### EXCERPT
Louisa Woosley was the first Presbyterian woman to be ordained. Woosley’s life coincided with a time of increasing participation by female leadership in the Cumberland Presbyterian (CP) Church, the denomination to which she belonged.1 During the late 1800s, women in CP churches were serving as teachers and officers in the Sunday schools and contributed greatly to missions efforts and to church schools and colleges. In 1877, the appointment of women serving as trustees and deacons in churches was approved by the Pennsylvania Presbytery. This decision was rather low key and noncontroversial, unlike the issue of women as elders or ministers.

Louisa Woosley was born on March 24, 1862, in central Kentucky. She was brought up in a Baptist household and committed her life to Christ at the age of twelve. Soon afterward, Woosley heard a call from the Lord to gospel ministry. This call bewildered her, because she did not know any women preachers, and, in fact, had never even heard of any. A great internal struggle ensued as she felt that publicly announcing and pursuing her call would bring shame and conflict. Woosley then decided not to follow her calling in a straightforward manner, but instead to fulfill her calling in a roundabout way by becoming a pastor’s wife.

In 1879, she married Charles G. Woosley, a farmer. Entering the marriage, she felt that her problems were solved. Charles, however, had no inclination to enter the ministry and remained a farmer. Louisa’s struggle only increased as she realized that Charles was not going to fulfill her calling for her. In 1882, she began searching the Scriptures intently for a clear word on her dilemma. She marked in her Bible everywhere that a woman was mentioned. After studying the Scriptures two times from cover to cover, she came to her conclusion in 1883: God did not play favorites, and he had great things for women to do in service to him.

### WRITTEN TASK
Carry the account of Louisa Woosley forward, starting right after its final sentence.

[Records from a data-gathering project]
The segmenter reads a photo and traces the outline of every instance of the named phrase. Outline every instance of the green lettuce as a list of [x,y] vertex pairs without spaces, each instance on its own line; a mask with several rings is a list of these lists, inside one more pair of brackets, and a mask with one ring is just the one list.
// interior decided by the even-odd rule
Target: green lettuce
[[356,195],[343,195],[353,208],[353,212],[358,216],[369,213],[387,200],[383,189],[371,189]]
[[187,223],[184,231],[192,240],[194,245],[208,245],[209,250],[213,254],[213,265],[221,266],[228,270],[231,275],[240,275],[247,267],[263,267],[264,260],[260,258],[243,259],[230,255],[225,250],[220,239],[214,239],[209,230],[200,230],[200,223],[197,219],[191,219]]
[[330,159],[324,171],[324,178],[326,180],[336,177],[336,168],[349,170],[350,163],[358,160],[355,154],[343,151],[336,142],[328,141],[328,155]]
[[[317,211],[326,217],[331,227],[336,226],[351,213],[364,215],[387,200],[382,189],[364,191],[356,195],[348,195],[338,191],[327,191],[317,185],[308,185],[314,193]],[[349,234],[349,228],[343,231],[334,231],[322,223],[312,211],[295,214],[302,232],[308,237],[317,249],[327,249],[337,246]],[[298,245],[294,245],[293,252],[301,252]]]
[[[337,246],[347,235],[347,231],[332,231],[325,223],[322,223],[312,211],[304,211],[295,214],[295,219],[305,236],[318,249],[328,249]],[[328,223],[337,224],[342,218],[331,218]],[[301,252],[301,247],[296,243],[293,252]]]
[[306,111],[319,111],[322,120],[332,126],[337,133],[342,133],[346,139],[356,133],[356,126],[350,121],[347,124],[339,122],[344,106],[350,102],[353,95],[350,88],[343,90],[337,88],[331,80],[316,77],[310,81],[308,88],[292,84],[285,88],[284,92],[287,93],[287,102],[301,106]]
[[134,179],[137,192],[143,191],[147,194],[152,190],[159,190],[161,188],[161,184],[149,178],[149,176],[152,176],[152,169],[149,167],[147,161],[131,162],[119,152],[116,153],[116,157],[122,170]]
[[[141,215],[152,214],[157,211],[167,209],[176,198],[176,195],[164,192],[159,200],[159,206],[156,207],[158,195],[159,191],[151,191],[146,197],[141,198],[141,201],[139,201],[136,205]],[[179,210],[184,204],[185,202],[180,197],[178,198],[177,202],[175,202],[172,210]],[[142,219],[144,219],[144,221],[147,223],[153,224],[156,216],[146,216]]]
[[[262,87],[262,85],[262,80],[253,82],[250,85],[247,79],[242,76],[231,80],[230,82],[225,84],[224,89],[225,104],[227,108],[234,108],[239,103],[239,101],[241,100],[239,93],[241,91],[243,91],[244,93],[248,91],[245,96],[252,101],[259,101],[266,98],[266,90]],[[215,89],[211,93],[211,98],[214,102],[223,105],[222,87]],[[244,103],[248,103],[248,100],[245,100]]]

### EXPECTED OUTPUT
Although her calling was now certain, her turmoil was now even greater as she began to contemplate all the controversy and hardship she would endure as a trailblazer for women in ministry. She asked for God’s forgiveness as she continued to put off the call in fear of the consequences. Not long after this, Woosley’s daughter became seriously ill. She felt that her daughter’s illness was a result of her disobedience to God’s call, and she promised God that, if her daughter recovered, she would answer the call. Her daughter was restored to health, and Woosley’s initial joy was dampened when she realized she had promised God something she felt was impossible to deliver. She entered into a dark depression, and her health deteriorated to the point that she was confined to her bedroom for six months. She was even unable to sit up in bed on her own.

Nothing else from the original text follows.